------ TEXT

I am not sure, but i guess the $\Delta$ means the metric. –  Stefan Oct 26 '12 at 21:47
    
In case you need some further hints than what is in Rudolf L.'s answer you should probably say what is missing. Note that $K$ is uniformly bounded ($\Delta(0,k) \leq 1$ for all $k \in K$) and equicontinuous ($L \leq 1$), so, using Arzela-Ascoli, you only have to check that $K$ is closed in $(C([a,b]),\Delta)$, but that's relatively easy. Also, Rudolf L. shows how to exhibit a discrete subset of size $\#\mathbb{R}$ in $C^{0,1}([a,b])$ so that it cannot be separable. –  commenter Oct 29 '12 at 9:54

1 Answer 1

Presumably $\Delta(x,y) = \sup_{a \leq t \leq b} |x(t) - y(t)|$.

------------
------ DATASET EXCERPTS

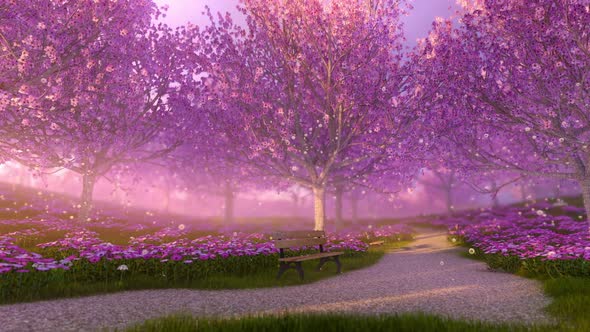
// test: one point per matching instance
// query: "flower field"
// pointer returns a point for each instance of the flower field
(41, 247)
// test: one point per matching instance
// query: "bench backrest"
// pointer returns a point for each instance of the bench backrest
(285, 240)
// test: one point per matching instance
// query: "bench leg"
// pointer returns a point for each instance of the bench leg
(299, 269)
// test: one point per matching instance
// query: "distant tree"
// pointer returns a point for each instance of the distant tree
(515, 75)
(91, 86)
(314, 92)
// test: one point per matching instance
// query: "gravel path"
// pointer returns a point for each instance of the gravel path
(428, 276)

------------

[TASK TO COMPLETE]:
Answer the following from the thread above, numbering the answers to match.
1. In the first comment, what does its author guess the $\Delta$ stands for?
2. Which theorem does the second comment cite to reduce the problem to checking that $K$ is closed?
3. According to the answer, what is the presumable definition of $\Delta(x,y)$?

[FINAL RESULT]:
1. The metric.
2. The Arzela-Ascoli theorem.
3. $\Delta(x,y) = \sup_{a \leq t \leq b} |x(t) - y(t)|$.